* **Extracto del documento**:
┄┄┄┄┄┄┄┄┄┄┄┄┄┄┄┄┄┄┄┄

El arribo de Bresson al cine tuvo una evolución, por así decirlo, darwiniana. Primero fue pintor, después tuvo un paso fugaz por la fotografía y finalmente en 1934 filmó Los asuntos públicos . El fracaso comercial de este cortometraje le impidió volver a filmar en el corto plazo. No obstante, siguió trabajando como guionista y colaboró brevemente con René Clair en un proyecto que quedó interrumpido por la guerra. Recién en 1943, después de haber sido movilizado y tomado como prisionero durante más de un año en un campo alemán, Bresson logró filmar Los ángeles del pecado . En este primer largometraje ya se vislumbraba la espiritualidad trágica -producto de su educación católica- y el estilo austero que se iría profundizando en sus doce films posteriores.

Los elogios acerca de la obra y la persona de Bresson formulados por sus colegas son a veces tan grandilocuentes que da pudor reproducirlos. Uno relativamente modesto y no menos conmovedor es el que Andrei Tarkovski escribe en su diario: "Bresson es el único que no le tiene miedo a nada". Si bien este juicio se fundaba probablemente en la ascética intensidad de sus films, no sería inoportuno hacerlo extensivo a los diálogos reunidos en Bresson por Bresson . En ellos el director francés arremete sin piedad contra todo el cine producido hasta entonces por considerarlo parasitario del teatro y falto de un lenguaje propio. Para diferenciarse del "teatro filmado" -un modo de representación, no una creación- Bresson llama a su cine "cinematógrafo" y se transforma en el descubridor de algo que ya existía. Lo importante para él no eran las imágenes en sí -y menos aún las imágenes de tarjeta postal que pululaban en el cine de los años 70- sino la relación entre ellas. Lo que buscaba Bresson era capturar el milagro de la poesía. Y la poesía, según él, nunca era algo dado, sino algo que llegaba a destiempo, inesperadamente, y que surgía de los intersticios, de la fricción de una imagen contra otra.

┄┄┄┄┄┄┄┄┄┄┄┄┄┄┄┄┄┄┄┄

* **Datos de origen**:
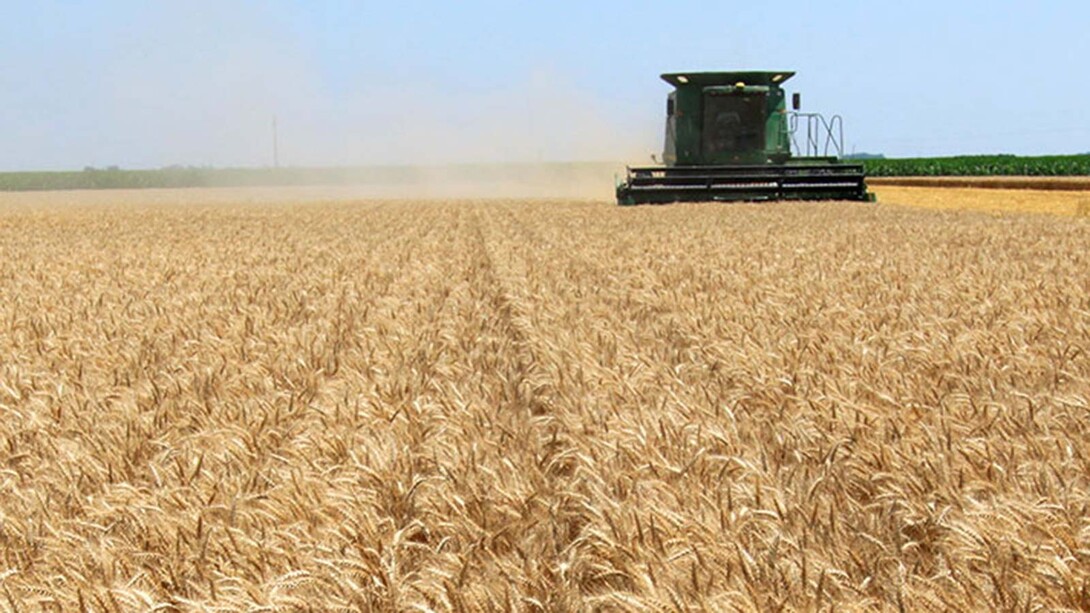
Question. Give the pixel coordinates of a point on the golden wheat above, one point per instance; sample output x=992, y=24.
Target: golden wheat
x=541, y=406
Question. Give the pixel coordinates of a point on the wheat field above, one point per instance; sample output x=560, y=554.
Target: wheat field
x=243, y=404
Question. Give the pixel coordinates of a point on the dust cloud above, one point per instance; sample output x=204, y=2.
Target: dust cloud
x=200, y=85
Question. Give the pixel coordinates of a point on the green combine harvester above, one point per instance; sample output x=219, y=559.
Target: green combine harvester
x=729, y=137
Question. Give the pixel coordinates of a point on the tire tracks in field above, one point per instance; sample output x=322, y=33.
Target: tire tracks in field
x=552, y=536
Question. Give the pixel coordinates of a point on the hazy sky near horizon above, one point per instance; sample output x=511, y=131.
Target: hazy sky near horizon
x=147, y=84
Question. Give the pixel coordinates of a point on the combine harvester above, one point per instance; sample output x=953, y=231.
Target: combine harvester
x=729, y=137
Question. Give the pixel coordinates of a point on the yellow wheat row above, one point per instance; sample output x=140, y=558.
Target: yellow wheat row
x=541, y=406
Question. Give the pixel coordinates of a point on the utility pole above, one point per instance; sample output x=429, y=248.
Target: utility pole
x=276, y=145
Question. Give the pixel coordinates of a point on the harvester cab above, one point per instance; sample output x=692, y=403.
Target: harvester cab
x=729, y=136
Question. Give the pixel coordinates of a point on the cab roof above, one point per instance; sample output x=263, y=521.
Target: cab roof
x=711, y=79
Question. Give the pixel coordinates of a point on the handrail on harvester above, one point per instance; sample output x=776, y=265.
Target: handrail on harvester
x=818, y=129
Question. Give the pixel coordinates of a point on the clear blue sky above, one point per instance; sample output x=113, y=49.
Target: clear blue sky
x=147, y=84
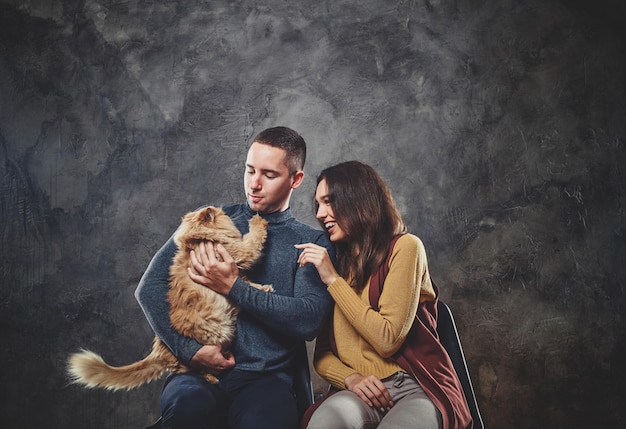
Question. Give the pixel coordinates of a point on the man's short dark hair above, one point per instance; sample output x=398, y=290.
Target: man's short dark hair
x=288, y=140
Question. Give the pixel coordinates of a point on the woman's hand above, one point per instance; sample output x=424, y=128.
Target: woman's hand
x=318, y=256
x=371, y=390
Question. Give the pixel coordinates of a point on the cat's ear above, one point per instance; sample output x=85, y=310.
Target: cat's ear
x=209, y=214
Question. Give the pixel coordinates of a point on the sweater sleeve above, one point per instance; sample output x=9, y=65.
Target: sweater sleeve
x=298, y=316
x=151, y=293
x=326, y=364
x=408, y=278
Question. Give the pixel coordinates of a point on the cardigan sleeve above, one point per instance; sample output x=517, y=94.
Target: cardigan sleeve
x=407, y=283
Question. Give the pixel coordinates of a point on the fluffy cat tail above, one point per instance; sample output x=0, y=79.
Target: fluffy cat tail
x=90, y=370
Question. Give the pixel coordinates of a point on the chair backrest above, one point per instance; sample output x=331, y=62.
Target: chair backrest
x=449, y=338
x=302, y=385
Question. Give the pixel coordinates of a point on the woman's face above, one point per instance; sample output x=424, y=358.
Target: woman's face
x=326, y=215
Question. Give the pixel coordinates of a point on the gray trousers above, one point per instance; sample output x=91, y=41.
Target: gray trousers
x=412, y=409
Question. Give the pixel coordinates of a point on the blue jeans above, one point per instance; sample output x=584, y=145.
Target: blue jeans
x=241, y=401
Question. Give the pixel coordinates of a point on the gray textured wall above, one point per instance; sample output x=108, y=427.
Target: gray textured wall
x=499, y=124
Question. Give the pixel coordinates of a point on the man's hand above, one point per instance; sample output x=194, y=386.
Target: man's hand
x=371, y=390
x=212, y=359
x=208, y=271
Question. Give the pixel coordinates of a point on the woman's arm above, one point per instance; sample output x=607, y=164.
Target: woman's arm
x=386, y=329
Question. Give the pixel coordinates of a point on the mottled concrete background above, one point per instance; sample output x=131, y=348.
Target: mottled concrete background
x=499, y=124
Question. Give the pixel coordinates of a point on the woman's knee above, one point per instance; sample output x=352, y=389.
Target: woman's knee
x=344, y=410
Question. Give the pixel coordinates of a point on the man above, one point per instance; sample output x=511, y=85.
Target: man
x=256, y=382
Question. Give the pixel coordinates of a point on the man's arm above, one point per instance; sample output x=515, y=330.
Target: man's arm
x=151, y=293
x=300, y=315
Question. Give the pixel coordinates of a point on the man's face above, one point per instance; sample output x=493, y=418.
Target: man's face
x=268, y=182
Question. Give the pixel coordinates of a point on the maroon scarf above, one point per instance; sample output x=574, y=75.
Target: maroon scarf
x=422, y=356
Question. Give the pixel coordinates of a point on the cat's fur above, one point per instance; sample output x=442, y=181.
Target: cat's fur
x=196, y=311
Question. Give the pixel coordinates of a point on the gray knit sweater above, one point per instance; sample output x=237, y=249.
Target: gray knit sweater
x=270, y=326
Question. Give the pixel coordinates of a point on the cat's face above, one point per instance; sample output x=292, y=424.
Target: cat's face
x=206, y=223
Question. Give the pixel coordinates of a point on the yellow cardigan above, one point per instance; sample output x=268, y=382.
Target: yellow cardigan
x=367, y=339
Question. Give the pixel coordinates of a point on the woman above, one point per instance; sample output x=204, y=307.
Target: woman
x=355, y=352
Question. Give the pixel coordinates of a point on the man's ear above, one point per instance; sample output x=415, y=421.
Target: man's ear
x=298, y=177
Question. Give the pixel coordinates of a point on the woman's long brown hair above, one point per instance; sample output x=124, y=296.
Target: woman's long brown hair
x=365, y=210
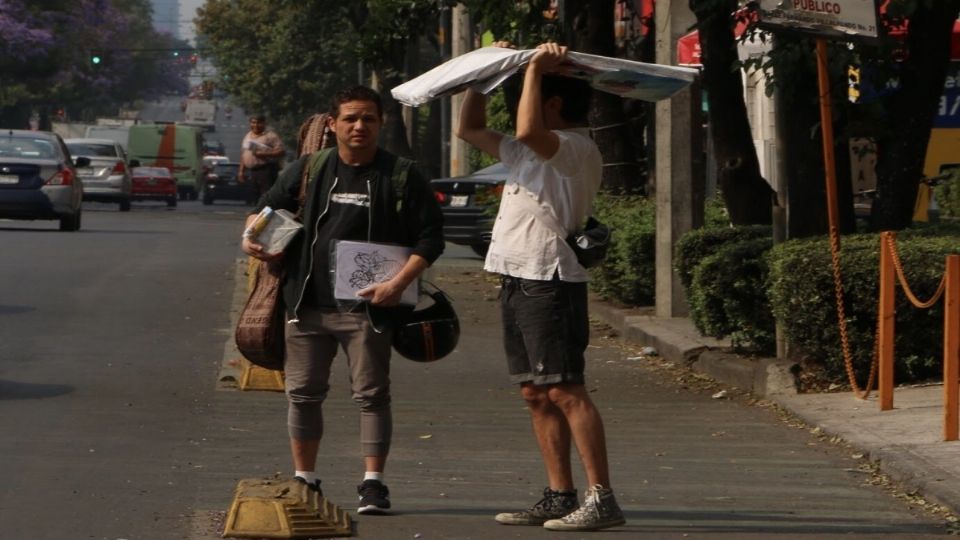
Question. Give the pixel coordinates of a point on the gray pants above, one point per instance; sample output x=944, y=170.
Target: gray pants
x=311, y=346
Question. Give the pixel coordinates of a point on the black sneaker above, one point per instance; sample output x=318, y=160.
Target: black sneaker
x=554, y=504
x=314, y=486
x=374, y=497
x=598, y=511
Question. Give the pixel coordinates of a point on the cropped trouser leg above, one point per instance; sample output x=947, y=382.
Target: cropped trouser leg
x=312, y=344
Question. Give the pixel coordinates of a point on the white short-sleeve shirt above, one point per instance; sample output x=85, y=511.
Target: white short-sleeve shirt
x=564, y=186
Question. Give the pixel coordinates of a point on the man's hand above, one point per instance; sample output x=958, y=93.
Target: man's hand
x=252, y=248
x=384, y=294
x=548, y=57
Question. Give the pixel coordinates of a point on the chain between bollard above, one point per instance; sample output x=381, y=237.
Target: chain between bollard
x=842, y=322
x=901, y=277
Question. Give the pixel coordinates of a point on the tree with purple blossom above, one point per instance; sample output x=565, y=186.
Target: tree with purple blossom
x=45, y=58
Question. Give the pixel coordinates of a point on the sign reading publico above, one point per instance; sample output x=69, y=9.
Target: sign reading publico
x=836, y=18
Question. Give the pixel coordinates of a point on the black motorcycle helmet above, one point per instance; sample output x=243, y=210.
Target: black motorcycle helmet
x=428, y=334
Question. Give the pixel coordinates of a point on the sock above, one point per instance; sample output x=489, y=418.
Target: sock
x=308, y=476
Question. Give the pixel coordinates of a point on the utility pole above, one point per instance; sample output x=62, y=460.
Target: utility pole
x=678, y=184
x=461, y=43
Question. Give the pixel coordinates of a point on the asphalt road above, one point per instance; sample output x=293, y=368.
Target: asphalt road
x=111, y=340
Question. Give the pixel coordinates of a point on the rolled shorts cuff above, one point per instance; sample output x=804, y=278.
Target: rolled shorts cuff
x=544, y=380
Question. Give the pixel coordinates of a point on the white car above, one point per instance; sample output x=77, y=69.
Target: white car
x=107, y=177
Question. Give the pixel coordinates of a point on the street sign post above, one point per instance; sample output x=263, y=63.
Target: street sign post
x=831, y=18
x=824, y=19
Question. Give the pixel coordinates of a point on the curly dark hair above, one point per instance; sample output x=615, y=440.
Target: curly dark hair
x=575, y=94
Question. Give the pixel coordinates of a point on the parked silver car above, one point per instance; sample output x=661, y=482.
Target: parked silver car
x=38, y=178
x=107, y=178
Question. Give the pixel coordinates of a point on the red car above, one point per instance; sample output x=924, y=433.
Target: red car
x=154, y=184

┄┄┄┄┄┄┄┄┄┄┄┄┄┄┄┄┄┄┄┄

* **Ejercicios**:
(1) Según el texto sobre Bresson, ¿por qué el director llama a su cine "cinematógrafo"? Responde en una a tres oraciones.
(2) Transcribe del texto sobre Bresson el fragmento que va de "El arribo de" a "doce films posteriores.", ambos inclusive.
(3) Retoma el texto sobre Bresson y continúalo a partir de su última oración.

* **Respuestas en orden**:
(1) Bresson llama a su cine "cinematógrafo" para diferenciarse del "teatro filmado", que para él era un modo de representación y no una creación. Consideraba que todo el cine producido hasta entonces era parasitario del teatro y carecía de un lenguaje propio.

(2)
El arribo de Bresson al cine tuvo una evolución, por así decirlo, darwiniana. Primero fue pintor, después tuvo un paso fugaz por la fotografía y finalmente en 1934 filmó Los asuntos públicos . El fracaso comercial de este cortometraje le impidió volver a filmar en el corto plazo. No obstante, siguió trabajando como guionista y colaboró brevemente con René Clair en un proyecto que quedó interrumpido por la guerra. Recién en 1943, después de haber sido movilizado y tomado como prisionero durante más de un año en un campo alemán, Bresson logró filmar Los ángeles del pecado . En este primer largometraje ya se vislumbraba la espiritualidad trágica -producto de su educación católica- y el estilo austero que se iría profundizando en sus doce films posteriores.

(3)
Las películas de Bresson convocan permanentemente al fuera de campo a través de sus imágenes fragmentadas -las ancas lustrosas de un caballo, las orejas atentas de un burro, los pies de Juana de Arco rumbo a la hoguera, las manos de un carterista- porque aquello que no se ve, según él, es tan importante como lo que sí se ve. Las manos ocupan en su cine un lugar privilegiado. Y no sólo las manos que roban en Pickpocket , sino también la mano que escribe en Diario de un cura rural , o aquella que conjura la huída en Un condenado a muerte se escapa . El campo de los sonidos era para Bresson más importante que el de la vista, porque consideraba que el oído era más creativo que el ojo. De ahí que cada vez que podía reemplazar una imagen por un sonido, lo hacía sin dudar. Pero dado que para él "el silencio es el gran descubrimiento del cine sonoro", los diálogos de sus películas siempre terminaban siendo escuálidos, y la música, un accesorio del que con el correr del tiempo aprendió a despojarse.

Otro aspecto del método de Bresson es el de la dirección de sus modelos. Modelos y no actores, como puntualiza el director, ya que por su mímica, gestualidad y entonación, Bresson consideraba a los actores profesionales irremediablemente falsos. Prefería trabajar con gente común, "que estén intactos, que sean vírgenes y que entreguen lo que desconocen", gente que no fuera consciente del automatismo de sus movimientos. Porque Bresson sabía, como antes lo supo Montaigne, que "todo movimiento nos descubre".

La mano antes que el cuerpo entero, el modelo antes el actor, el sonido antes que la imagen y el silencio antes que el sonido. El cine de Bresson parece el reino del revés. Y sin embargo su influencia ha recorrido un arco que va del cine casi autista de Aki Kaurismaki al del pictórico primer Leonardo Favio, pasando por la inclemencia de Michael Haneke. Sin embargo, ninguno pudo, como Bresson, hacer aquello que tanto temían los indígenas de las tribus ancestrales: robarles el alma, aunque sea por un instante, a sus protagonistas.